* PASSAGE TO READ *
┄┄┄┄┄┄┄┄┄┄┄┄┄┄┄┄┄┄┄┄

Hacker News new | ask | show | jobs
by yjftsjthsd-h 1616 days ago
> We'll never have any of the things it really promised until we give up on POSIX, tbh.

What about POSIX is in conflict with Plan 9? I would have called Plan 9 a subset of POSIX

4 comments

I would call it maybe vageuly similar, but it is by no means a subset. It has some features in common and many that are completely nonsense in a posix context.

The most pressing problem for implementing plan9-like semantics in a POSIX system is the permission system. In particular, setuid as a mechanism for privilege escalation. This is a big part of why users can't make their own namespaces on linux without help/intervention from root-owned processes (like dockerd or systemd).

Think about it: if you can make the file namespace any shape you want, and then run `sudo`, which is a setuid process that looks at /etc/sudo.conf to decide whether your escalation is allowed, how do you secure it?

How do you even begin to do distributed permissions if everything's looking at /etc/passwd and /etc/group in the current process' namespace to decide who you are?

POSIX is very much built on the idea of a canonical view of the filesystem, and plan9 is built on a vfs that may as well be sand.

Capabilities were supposed to split up the need to having a single root account that could do everything. I'm not sure how far it has gone.

https://tbhaxor.com/understanding-linux-capabilities/

https://blog.container-solutions.com/linux-capabilities-in-p...

They're a good step but they're really a step in a different direction, even though capabilities are at the heart of how plan9 does permissions as well. Plan9 capabilities are more like kerberos tokens, so you get them from privileged services and then can use them to perform privileged actions.

Linux capabilities don't really change any of the issues around namespace security because they don't inherently provide a way to elevate privileges without setuid.

In modern Linux this is no problem. You can now give a process its own UID namespace. In the calling namespace its UID is non-zero, but in its own namespace it's root.
I dunno about the sibling comment's "backwards" comment but the thing here is that the goal isn't to prevent a user process from obtaining privileges, which is what uid namespaces are for.

This is the kind of thing I mean about "not knowing what you don't know," because you're looking at namespaces through the lens linux does, which is that they exist to limit capabilities.

Plan 9 uses namespaces to allow users to control their own environment. It's not a special operation, it's just a thing you do all the time.

For a small practical example: there's no PATH environment variable in plan9. You just union mount things into /bin, and /bin is where your shell looks for things to run. It's that much of an every day operation.

┄┄┄┄┄┄┄┄┄┄┄┄┄┄┄┄┄┄┄┄

* PROMPT A *
According to the Plan 9 thread, which environment variable does plan9 lack?
* PROMPT B *
Update the part of the Plan 9 thread that opens with the words "This is the" and closes with "to limit capabilities.", replacing "lens" with "filter".
The rows are separate material with no connection to the Plan 9 thread.

* RECORD EXTRACTS *
┄┄┄┄┄┄┄┄┄┄┄┄┄┄┄┄┄┄┄┄

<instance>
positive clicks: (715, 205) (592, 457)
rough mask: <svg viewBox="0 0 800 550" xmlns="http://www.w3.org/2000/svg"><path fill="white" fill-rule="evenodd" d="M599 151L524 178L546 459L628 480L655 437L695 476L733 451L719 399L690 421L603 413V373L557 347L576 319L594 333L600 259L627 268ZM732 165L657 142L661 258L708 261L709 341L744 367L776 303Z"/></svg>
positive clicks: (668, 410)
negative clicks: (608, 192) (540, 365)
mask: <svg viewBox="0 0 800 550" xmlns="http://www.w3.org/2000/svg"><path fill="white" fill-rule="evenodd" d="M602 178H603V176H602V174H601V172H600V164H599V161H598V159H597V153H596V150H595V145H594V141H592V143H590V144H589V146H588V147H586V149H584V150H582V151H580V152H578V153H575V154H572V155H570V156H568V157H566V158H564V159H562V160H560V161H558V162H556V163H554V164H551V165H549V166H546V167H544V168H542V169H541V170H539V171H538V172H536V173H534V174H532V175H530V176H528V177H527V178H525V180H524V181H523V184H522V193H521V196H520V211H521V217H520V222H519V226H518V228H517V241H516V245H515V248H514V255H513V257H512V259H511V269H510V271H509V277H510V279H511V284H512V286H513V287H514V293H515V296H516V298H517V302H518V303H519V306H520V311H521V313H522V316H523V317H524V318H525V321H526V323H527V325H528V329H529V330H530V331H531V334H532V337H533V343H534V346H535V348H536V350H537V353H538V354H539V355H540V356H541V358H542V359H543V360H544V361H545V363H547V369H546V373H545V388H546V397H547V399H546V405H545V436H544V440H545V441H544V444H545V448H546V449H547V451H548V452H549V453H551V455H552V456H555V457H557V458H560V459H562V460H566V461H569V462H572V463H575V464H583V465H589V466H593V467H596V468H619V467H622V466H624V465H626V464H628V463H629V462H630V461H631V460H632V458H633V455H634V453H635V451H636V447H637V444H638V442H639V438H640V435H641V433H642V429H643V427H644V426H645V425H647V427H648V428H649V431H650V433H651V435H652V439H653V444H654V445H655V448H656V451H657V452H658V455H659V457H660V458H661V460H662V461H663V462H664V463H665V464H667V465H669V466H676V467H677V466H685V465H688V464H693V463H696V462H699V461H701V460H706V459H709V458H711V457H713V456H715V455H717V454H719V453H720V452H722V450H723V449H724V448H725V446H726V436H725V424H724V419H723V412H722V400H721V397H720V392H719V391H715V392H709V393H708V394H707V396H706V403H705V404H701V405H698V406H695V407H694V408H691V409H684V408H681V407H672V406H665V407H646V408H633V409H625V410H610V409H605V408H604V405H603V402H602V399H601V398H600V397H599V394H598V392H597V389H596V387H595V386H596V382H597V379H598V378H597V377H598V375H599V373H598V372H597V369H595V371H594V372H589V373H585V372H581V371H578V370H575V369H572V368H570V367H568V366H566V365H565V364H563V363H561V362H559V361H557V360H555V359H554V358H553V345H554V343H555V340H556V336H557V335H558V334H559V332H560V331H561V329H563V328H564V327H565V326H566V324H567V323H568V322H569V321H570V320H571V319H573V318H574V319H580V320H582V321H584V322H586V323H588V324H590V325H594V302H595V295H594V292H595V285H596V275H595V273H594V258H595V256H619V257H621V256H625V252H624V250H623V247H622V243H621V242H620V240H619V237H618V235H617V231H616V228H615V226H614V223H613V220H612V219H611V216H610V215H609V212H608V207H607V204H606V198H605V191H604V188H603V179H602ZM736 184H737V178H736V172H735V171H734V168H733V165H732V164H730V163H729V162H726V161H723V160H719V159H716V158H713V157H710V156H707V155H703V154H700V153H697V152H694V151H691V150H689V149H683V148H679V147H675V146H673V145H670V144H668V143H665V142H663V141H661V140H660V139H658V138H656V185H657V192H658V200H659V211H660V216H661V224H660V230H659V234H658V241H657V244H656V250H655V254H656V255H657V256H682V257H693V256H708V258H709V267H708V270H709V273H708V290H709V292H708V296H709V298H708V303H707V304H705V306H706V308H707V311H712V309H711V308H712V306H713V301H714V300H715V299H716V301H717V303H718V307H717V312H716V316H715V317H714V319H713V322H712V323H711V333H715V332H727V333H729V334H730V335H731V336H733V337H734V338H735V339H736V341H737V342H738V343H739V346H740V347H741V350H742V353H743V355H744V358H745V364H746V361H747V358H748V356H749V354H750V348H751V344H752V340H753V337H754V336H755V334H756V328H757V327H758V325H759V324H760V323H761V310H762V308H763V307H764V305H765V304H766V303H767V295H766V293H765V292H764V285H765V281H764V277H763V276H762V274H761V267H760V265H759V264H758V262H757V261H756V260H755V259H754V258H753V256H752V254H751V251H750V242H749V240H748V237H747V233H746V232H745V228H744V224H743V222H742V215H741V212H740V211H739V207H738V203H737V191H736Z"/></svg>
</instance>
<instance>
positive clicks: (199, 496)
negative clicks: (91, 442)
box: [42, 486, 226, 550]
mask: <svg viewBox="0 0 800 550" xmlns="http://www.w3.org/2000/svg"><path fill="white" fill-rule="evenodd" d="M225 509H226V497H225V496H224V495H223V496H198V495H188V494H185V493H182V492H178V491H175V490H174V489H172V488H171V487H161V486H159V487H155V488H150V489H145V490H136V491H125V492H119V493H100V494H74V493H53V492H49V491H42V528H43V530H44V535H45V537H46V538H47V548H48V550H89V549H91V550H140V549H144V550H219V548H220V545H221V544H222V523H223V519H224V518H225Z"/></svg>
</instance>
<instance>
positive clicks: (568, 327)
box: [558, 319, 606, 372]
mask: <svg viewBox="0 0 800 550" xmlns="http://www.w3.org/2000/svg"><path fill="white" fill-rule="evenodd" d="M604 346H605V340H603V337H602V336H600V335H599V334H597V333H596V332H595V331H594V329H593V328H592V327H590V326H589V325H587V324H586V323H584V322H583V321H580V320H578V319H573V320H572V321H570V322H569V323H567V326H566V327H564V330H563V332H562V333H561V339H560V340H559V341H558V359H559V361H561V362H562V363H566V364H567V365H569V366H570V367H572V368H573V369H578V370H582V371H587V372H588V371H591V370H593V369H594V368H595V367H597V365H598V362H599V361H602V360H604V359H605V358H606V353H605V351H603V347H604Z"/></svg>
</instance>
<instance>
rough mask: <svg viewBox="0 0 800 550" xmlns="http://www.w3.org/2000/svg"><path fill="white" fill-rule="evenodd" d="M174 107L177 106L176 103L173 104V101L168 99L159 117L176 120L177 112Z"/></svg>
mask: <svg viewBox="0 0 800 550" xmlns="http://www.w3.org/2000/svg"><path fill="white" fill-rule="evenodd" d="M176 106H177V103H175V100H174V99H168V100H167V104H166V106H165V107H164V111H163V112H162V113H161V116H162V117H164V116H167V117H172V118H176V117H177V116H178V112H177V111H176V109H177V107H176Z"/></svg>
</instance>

┄┄┄┄┄┄┄┄┄┄┄┄┄┄┄┄┄┄┄┄

* OUTPUT A *
PATH

* OUTPUT B *
This is the kind of thing I mean about "not knowing what you don't know," because you're looking at namespaces through the filter linux does, which is that they exist to limit capabilities.